## Problem set
#1 In the article on China and Starlink, which satellite was the weapon fired in January 2007 aimed at?
#2 Name every company the article on China and Starlink mentions.

## Passage given
There’s no denying that China is one of the strictest places on mother earth when it comes to freedom of speech and access to information.
Many American tech companies, such as Facebook or Google, have since exited the Chinese market. Starlink and SpaceX CEO Elon Musk certainly have felt the wrath of the Chinese government as well.
In the following article, we’ll explore the common history between China and Starlink as well as examine whether Starlink could ever be launched in the country.
Detailing the History Between China & Starlink
In order to understand China’s stance on Starlink, we need to travel back all the way to 2007. That same year, in January, the People’s Liberation Army (PLA) fired a so-called kinetic kill vehicle into space.
The weapon, transported on top of a rocket, was aimed at one of the country’s defunct weather satellites, namely Feng Yun-1C (FY-1C), leading to over 4,000 new detectable pieces of space debris that either burned up when re-entering earth’s atmosphere or are still floating around.

## Information given
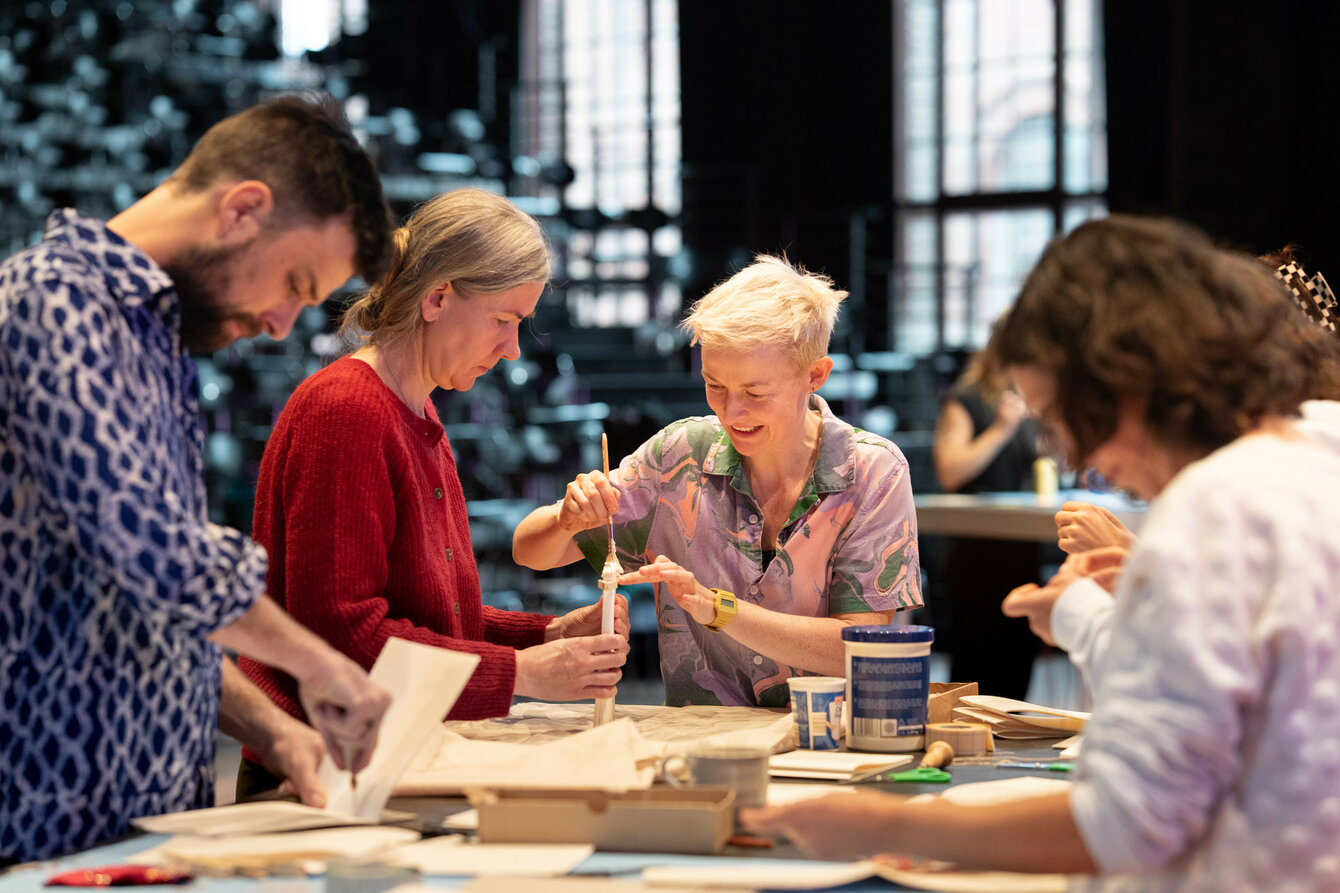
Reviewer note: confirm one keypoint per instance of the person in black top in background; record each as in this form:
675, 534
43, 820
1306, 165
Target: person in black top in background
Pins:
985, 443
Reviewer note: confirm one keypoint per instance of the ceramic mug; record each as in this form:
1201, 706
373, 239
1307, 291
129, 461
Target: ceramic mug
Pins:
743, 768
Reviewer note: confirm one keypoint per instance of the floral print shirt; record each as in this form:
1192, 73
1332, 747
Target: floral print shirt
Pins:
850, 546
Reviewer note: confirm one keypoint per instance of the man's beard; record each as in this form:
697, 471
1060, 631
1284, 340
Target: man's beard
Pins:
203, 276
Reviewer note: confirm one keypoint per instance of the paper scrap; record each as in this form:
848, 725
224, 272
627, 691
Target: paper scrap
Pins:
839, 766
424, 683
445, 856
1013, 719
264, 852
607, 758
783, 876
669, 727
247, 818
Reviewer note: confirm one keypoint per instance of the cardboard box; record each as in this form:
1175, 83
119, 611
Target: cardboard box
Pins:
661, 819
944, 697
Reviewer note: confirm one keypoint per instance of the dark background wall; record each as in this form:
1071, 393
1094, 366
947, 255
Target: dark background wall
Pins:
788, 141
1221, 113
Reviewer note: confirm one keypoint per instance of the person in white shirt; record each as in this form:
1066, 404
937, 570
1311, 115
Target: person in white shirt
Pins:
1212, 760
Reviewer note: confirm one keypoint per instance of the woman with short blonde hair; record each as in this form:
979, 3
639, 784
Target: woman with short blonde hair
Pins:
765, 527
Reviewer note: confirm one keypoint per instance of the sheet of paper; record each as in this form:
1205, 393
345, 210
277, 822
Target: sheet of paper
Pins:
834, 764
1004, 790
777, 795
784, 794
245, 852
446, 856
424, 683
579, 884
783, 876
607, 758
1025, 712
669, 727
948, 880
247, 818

---

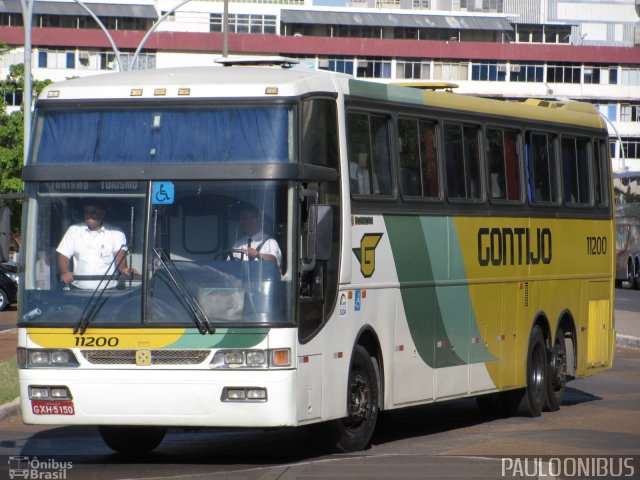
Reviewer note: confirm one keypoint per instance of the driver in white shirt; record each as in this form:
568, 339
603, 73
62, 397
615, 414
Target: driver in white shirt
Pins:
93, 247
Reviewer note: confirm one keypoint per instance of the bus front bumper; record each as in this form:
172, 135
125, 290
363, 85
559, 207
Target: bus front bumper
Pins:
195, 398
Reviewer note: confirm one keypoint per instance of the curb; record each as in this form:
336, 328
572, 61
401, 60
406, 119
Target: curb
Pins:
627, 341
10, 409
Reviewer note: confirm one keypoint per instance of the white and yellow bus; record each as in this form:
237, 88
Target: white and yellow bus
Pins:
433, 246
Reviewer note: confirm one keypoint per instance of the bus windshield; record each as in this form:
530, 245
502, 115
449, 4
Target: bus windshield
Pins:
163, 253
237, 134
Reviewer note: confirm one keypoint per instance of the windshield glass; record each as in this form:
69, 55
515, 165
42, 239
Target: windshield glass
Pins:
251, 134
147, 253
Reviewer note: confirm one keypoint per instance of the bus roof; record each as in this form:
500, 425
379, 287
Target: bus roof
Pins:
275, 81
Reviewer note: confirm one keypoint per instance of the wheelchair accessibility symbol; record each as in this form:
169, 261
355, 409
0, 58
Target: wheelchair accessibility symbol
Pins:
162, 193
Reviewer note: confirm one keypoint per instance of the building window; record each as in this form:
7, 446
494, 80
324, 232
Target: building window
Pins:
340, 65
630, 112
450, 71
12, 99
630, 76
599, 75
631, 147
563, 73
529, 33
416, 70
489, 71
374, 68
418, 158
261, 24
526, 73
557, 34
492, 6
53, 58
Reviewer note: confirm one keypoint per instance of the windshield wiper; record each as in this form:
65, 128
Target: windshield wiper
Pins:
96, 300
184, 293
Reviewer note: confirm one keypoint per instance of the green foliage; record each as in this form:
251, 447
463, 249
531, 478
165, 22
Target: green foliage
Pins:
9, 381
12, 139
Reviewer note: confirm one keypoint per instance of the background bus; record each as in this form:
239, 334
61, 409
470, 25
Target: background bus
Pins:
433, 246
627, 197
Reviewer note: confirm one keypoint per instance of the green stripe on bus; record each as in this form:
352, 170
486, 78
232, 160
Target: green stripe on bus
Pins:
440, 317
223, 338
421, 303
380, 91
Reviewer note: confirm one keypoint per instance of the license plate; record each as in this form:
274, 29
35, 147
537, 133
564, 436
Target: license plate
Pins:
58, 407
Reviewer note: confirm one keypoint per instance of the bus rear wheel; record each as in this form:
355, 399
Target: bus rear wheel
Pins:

## Task-by-task answers
#1 Feng Yun-1C (FY-1C), one of China's defunct weather satellites.

#2 Facebook, Google, Starlink, SpaceX